THE REQUEST:
Repeat, exactly and completely, the entries shown underneath.

AVAILABLE RECORDS:
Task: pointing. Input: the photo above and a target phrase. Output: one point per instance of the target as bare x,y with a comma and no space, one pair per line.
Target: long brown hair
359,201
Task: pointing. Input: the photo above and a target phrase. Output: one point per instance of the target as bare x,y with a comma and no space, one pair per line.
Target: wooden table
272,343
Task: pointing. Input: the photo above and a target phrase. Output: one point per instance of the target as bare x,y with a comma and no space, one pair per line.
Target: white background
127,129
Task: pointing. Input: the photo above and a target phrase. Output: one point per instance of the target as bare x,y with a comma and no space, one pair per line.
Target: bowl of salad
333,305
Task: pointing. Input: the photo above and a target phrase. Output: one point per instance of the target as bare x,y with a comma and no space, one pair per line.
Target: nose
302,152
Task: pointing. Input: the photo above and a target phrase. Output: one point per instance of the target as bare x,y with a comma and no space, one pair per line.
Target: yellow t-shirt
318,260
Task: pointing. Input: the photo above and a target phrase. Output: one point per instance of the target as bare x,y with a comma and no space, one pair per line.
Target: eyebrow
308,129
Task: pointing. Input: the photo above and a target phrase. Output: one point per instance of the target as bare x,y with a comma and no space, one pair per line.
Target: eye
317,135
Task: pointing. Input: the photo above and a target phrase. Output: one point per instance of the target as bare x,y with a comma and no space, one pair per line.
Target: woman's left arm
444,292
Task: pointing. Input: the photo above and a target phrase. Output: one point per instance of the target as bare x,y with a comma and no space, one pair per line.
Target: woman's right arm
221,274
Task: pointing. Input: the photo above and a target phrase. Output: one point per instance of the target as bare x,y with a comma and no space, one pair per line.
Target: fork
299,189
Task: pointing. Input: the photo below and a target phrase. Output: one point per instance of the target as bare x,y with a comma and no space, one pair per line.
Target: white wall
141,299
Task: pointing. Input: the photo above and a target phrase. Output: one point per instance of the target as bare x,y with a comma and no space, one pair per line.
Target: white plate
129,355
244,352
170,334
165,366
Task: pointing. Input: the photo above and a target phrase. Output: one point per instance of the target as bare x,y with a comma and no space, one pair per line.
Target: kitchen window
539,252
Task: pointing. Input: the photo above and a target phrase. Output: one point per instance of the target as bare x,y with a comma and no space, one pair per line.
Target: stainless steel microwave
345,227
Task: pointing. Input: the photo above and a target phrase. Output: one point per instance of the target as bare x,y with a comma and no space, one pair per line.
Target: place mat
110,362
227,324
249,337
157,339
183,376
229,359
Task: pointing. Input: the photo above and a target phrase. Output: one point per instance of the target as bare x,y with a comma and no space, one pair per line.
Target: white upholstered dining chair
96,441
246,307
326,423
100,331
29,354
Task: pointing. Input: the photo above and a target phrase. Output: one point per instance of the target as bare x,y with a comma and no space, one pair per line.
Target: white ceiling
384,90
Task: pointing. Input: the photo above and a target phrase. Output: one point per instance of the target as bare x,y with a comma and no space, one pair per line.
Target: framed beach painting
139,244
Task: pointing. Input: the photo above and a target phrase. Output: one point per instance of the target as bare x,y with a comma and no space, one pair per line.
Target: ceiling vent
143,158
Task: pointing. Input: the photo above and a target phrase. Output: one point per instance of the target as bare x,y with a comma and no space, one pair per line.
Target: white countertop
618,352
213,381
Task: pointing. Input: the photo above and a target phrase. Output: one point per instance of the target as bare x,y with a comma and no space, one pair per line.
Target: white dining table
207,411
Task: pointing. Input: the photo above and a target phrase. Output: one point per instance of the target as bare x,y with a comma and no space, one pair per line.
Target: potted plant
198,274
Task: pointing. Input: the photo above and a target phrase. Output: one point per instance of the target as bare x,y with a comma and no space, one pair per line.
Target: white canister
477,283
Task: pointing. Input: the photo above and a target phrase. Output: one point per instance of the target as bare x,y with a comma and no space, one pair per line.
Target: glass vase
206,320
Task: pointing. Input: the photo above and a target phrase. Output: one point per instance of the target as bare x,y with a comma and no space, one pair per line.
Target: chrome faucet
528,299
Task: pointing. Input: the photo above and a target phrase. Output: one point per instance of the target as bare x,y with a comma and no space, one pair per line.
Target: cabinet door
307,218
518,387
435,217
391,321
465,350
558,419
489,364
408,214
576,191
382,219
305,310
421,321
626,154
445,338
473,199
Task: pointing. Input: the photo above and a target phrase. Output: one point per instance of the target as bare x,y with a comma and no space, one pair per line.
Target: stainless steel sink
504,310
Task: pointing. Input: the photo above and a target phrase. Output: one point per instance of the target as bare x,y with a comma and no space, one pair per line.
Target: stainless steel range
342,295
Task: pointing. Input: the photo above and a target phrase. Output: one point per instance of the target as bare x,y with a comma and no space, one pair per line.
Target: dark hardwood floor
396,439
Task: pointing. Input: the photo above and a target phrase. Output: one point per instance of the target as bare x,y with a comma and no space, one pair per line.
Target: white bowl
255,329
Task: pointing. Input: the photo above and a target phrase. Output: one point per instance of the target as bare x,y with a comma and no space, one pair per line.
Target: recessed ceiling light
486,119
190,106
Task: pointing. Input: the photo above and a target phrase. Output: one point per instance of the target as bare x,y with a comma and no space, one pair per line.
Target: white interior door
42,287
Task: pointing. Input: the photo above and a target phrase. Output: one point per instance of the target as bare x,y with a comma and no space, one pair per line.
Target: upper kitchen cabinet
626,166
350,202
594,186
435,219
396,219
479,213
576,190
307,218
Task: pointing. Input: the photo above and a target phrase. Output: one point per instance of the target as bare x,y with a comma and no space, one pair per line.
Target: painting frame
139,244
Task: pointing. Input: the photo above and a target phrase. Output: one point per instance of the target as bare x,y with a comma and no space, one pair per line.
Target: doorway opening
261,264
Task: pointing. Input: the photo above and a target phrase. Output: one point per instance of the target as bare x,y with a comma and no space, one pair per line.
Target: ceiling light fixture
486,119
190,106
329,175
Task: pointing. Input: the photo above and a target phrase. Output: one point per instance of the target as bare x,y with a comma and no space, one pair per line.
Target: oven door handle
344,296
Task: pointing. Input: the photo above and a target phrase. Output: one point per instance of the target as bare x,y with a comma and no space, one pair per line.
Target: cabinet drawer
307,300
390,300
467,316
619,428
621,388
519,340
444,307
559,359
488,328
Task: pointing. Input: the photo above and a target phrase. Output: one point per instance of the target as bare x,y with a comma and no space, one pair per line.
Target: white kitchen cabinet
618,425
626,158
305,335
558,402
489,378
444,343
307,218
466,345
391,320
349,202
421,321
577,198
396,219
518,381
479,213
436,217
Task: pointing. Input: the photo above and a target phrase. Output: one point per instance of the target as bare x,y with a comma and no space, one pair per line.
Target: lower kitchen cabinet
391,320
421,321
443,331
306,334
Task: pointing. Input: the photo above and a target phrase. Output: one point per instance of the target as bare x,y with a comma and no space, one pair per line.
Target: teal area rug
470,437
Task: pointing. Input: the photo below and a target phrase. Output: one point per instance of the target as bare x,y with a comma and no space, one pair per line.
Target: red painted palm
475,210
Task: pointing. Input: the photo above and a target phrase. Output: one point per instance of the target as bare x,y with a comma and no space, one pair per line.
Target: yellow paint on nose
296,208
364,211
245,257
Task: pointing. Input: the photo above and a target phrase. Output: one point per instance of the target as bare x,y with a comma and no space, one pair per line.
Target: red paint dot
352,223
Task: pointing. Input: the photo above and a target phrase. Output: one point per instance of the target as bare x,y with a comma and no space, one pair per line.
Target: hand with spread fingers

TASK SOLUTION:
Task: pointing. Input: the photo above and a target phrase. Output: one point per instance of the target as bare x,y with a comma and no space, one pair per line.
Target: long brown hair
359,201
Task: pointing. Input: the photo above and a target phrase. Output: one point per instance of the target as bare x,y with a comma and no space, one pair per line.
Target: wooden table
272,343
Task: pointing. Input: the photo above and a target phrase. Output: one point per instance of the target as bare x,y with a comma and no space, one pair per line.
Target: white background
127,129
Task: pointing. Input: the photo above and a target phrase. Output: one point per instance of the target as bare x,y with a comma and no space, one pair per line.
Target: bowl of salad
333,305
Task: pointing. Input: the photo above and a target phrase. Output: one point per instance of the target as bare x,y with a comma and no space, one pair per line.
Target: nose
302,152
Task: pointing. Input: the photo above and a target phrase. Output: one point per instance of the target as bare x,y with a comma and no space, one pair per line.
Target: yellow t-shirt
318,260
Task: pointing. Input: the photo above and a target phrase. Output: one point per instance of the target as bare x,y with a comma and no space, one pair per line.
Target: eyebrow
308,129
Task: pointing. Input: the photo above and a target phrase. Output: one point per instance of the target as bare x,y with a comma and no space, one pair per line.
Target: eye
317,135
Task: pointing. Input: the photo above and a target phrase. Output: one point per instance of the target as bare x,y with a comma and no space, one pair per line.
Target: woman's left arm
444,292
Task: pointing. Input: the photo above and a target phrase. Output: one point per instance of the target as bare x,y with a comma and no space, one pair per line.
Target: woman's right arm
221,274
Task: pointing. Input: the photo above and a target phrase. Output: one point per instance of the target as bare x,y with a comma and no space, one pair per line.
Target: fork
299,189
Task: pointing. Input: the photo below and a target phrase. Output: one point per instance of the target as bare x,y with a comma and no space, one pair per line.
Target: white wall
141,299
Task: pointing. Input: the photo above and a target phrase. Output: one point per instance of the target as bare x,y with a comma and no space, one pair per line.
Target: white plate
129,355
244,352
170,334
165,366
Task: pointing. Input: the photo above and a target phrase. Output: one point per instance of the target as bare x,y with a comma and no space, one pair per line.
Target: kitchen window
539,252
Task: pointing. Input: the photo above and a target phrase. Output: one point per instance of the target as bare x,y with a comma and no space, one pair per line.
Target: stainless steel microwave
345,227
Task: pointing. Input: the photo above and a target phrase. Output: one point per instance of the target as bare x,y with a comma and no space, one pair per line.
Target: place mat
110,362
227,324
249,337
157,339
183,376
229,359
Task: pointing. Input: the photo above and a target phrase. Output: one point per instance of the target as bare x,y with a comma and no space, one pair per line.
Target: white upholstered dining chair
96,441
246,307
326,423
100,331
29,354
Task: pointing. Input: the photo above and a target phrase. Output: one point per instance of the target as bare x,y with a comma and no space, one pair per line.
Target: white ceiling
384,90
Task: pointing. Input: the photo above and a target phrase. Output: one point per instance of the target as bare x,y with a comma and no space, one pair per line.
Target: framed beach painting
139,244
Task: pointing. Input: the photo above and a target phrase. Output: one point per instance of the target as bare x,y with a comma and no space, one pair per line.
Target: ceiling vent
143,158
Task: pointing. Input: the photo above and a target phrase. Output: one point per instance of the target as bare x,y with a comma and no space, one pair per line.
Target: white countertop
618,352
213,381
Task: pointing. Input: the photo above and a target phrase. Output: one point per instance of the target as bare x,y with a comma and no space, one pair per line.
Target: white dining table
207,411
Task: pointing. Input: the photo above and a target phrase. Output: one point per instance of the target as bare x,y with a comma and no space, one pair per line.
Target: potted plant
198,274
Task: pointing. Input: the photo above and a target phrase. Output: one point per instance of the target as bare x,y with a comma and no space, one pair per line.
Target: white canister
477,283
Task: pointing. Input: the photo above and a target phrase. Output: one point per instance of the target as bare x,y with a comma and no space, one pair per line.
Target: glass vase
206,320
Task: pointing. Input: the photo above and a target phrase. Output: one point per instance of the target as bare x,y with a comma and no space, one pair per line.
Target: chrome faucet
528,299
Task: pointing. Input: the photo above and a target phrase. Output: one point per instance of the target as bare x,y with a comma and no space, one pair per line.
Target: cabinet door
307,218
518,387
435,217
391,321
465,350
558,419
489,364
408,214
576,191
382,219
305,310
421,321
626,154
445,338
473,199
Task: pointing. Input: the photo above and a target phrase. Output: one point per instance of the target as bare x,y with a comma and no space, one pair per line.
Target: stainless steel sink
504,310
Task: pointing. Input: the photo above and a target phrase. Output: one point per instance of the target as bare x,y with a comma and no space, one pair per line.
Target: stainless steel range
342,295
Task: pointing. Input: the photo above and a target phrase. Output: one point per instance of the target as bare x,y with a comma and no space, one pair per line.
Target: dark hardwood floor
396,439
Task: pointing. Input: the photo above and a target phrase. Output: one point per instance of the target as bare x,y with a comma and no space, one pair per line.
Target: white bowl
255,329
Task: pointing. Input: the photo above and a target phrase. Output: one point per instance of the target as bare x,y with a comma and no space, one pair per line.
Target: recessed ceiling light
486,119
190,106
Task: pointing. Input: the photo above and a target phrase. Output: one point per instance of the target as bare x,y with a comma and no space, one pair per line.
Target: white interior door
42,287
Task: pointing. Input: the photo above and a target phrase. Output: one point per instance of the target as bare x,y with a comma and no space, one pair per line.
Target: upper kitchen cabinet
626,166
350,202
594,186
435,219
396,219
479,213
576,190
307,218
Task: pointing. Input: the photo above and a target phrase. Output: one point per instance of the target as bare x,y with a comma and no space, one pair per line.
Target: painting frame
139,244
Task: pointing. Input: the photo above and a target phrase. Output: one point per instance of the target as bare x,y with a comma and no space, one pair per line.
Target: doorway opening
261,264
Task: pointing. Input: the photo above and a target phrase. Output: one point per instance of the target as bare x,y with a comma and no space, one pair per line.
Target: ceiling light fixture
486,119
190,106
329,175
Task: pointing. Input: the photo above and a target phrase. Output: one point per instance of the target as bare x,y with a comma and no space, one pair per line.
Target: oven door handle
344,296
Task: pointing. Input: the photo above and a target phrase. Output: one point per instance of the target as bare x,y with a comma and no space, one pair per line.
Target: cabinet drawer
307,300
390,300
467,316
619,428
621,388
519,340
444,307
559,359
488,328
Task: pointing. Input: the photo above and a target phrase. Output: one point per instance of the target as bare x,y with a comma and no space, one pair per line.
Target: white kitchen cabinet
618,425
626,158
305,335
558,402
489,378
444,343
307,218
466,345
391,320
349,202
421,321
577,198
396,219
518,381
479,213
436,217
Task: pointing. Input: the photo above and a target phrase. Output: one point per instance of the target as bare x,y with a comma and no space, one pair per line.
Target: lower kitchen cabinet
391,320
421,321
443,331
306,334
Task: pointing. Input: the photo above and a target phrase. Output: one point per instance of the target as bare x,y with a comma and no space, one pair per line.
Target: teal area rug
470,437
Task: pointing. Input: the photo below and a target phrase. Output: one point per instance of the target as bare x,y with a comma and no space, one pair per line.
Target: red painted palm
475,210
Task: pointing. Input: the photo above and a target phrase. Output: one point per instance of the target as bare x,y with a comma and no space, one pair per line.
Target: yellow paint on nose
296,208
364,211
245,257
Task: pointing. Input: the photo above and a target phrase. Output: one point per instance of the target as bare x,y with a comma and no space, one pair per line.
Target: red paint dot
352,223
Task: pointing. Input: the photo above and a target phrase. Output: one point per instance of the target as bare x,y with a comma and no space, one pair per line.
Target: hand with spread fingers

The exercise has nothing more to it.